AUFGABEN:
**a)** Prüfen Sie anhand des Textes über den Newsletter „Erlesenes“, ob die folgenden Aussagen zutreffen: (i) „Erlesenes“ erscheint jede Woche. (ii) Jede Ausgabe ist auch auf dem Blog zu finden. (iii) Laut Text wird das Klöppeln durch KI-generierten Unsinn bedroht. Antworten Sie jeweils mit Ja oder Nein und zitieren Sie die entscheidenden Worte des Textes wörtlich.
**b)** Schreiben Sie aus dem Text über den Newsletter „Erlesenes“ den Abschnitt ab, der mit „wir starten mit“ beginnt und bis einschließlich „der Berliner Mauer.“ reicht.

„Erlesenes“ ist ein zweiwöchentlicher Newsletter von reframe[Tech] - Algorithmen fürs Gemeinwohl und bietet eine kuratierte Auswahl an wissenschaftlichen Studien, journalistischen Artikeln und Debattenbeiträgen sowie Fundstücken mit Augenzwinkern aus sozialen Medien zum Themenkomplex Algorithmen und KI. Mit „Erlesenes“ wollen wir den Diskurs rund um algorithmische Entscheidungssysteme und ihre Chancen sowie Risiken für das Gemeinwohl einordnen, wir möchten den Blick über den Tellerrand wagen und Perspektiven fernab des dominierenden Diskurses aufgreifen. So wollen wir die Abonnent:innen in dem sich rasch verändernden Themenfeld up-to-date halten. Jede Ausgabe finden Sie auch auf unserem Blog. Hier geht's zum Blog!

 

 

Liebe Leser:innen,

wir starten mit einem Rätsel ins neue Jahr: Was haben Klöppeln, Raffaels Madonna della Rosa und die Berliner Mauer gemeinsam? Künstliche Intelligenz (KI)! Denn auch in der Kunst finden Methoden der KI immer mehr Anwendung. Während das Klöppeln durch KI-generierten Unsinn bedroht wird, helfen KI-Algorithmen bei der Identifikation von künstlerischer Urheberschaft und der Analyse von Farbzusammensetzungen in Werken wie Raffaels Madonna – oder auch in Graffiti auf der Berliner Mauer.

(Einträge zur Beschriftung von Objektpositionen)
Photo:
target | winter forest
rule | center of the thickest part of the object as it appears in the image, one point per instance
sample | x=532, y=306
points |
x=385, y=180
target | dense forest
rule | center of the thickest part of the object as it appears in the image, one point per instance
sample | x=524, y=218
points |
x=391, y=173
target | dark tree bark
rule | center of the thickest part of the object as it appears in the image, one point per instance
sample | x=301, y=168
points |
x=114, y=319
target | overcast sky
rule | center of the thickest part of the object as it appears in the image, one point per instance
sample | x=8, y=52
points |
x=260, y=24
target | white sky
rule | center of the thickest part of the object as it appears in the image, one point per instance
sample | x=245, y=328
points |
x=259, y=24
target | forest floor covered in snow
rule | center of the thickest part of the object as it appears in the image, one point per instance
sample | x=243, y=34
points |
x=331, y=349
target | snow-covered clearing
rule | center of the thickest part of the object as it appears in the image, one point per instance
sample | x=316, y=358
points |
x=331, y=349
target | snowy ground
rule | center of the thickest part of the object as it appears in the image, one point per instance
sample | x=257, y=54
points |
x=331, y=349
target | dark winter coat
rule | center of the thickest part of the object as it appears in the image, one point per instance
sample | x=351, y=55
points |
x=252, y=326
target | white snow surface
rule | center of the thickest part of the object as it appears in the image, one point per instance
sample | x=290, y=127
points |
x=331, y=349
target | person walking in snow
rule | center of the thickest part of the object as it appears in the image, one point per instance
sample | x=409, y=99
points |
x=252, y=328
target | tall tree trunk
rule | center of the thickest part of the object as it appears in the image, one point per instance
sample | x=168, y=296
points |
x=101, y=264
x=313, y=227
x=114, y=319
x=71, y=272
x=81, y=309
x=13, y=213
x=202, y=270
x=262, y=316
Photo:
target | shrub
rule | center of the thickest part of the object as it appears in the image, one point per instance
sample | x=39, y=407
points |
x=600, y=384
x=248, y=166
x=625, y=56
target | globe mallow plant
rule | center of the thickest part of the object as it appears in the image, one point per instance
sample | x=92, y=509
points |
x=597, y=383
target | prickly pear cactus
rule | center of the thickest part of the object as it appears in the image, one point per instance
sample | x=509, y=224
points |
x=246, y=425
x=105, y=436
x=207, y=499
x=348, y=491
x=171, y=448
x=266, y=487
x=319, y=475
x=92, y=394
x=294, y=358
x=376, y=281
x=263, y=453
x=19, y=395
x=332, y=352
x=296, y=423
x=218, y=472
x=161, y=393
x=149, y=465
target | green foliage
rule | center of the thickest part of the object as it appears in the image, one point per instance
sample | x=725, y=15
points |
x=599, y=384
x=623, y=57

LÖSUNGEN:
**a)**
(i) Nein: „„Erlesenes“ ist ein zweiwöchentlicher Newsletter“
(ii) Ja: „Jede Ausgabe finden Sie auch auf unserem Blog.“
(iii) Ja: „Während das Klöppeln durch KI-generierten Unsinn bedroht wird“

**b)**
wir starten mit einem Rätsel ins neue Jahr: Was haben Klöppeln, Raffaels Madonna della Rosa und die Berliner Mauer gemeinsam? Künstliche Intelligenz (KI)! Denn auch in der Kunst finden Methoden der KI immer mehr Anwendung. Während das Klöppeln durch KI-generierten Unsinn bedroht wird, helfen KI-Algorithmen bei der Identifikation von künstlerischer Urheberschaft und der Analyse von Farbzusammensetzungen in Werken wie Raffaels Madonna – oder auch in Graffiti auf der Berliner Mauer.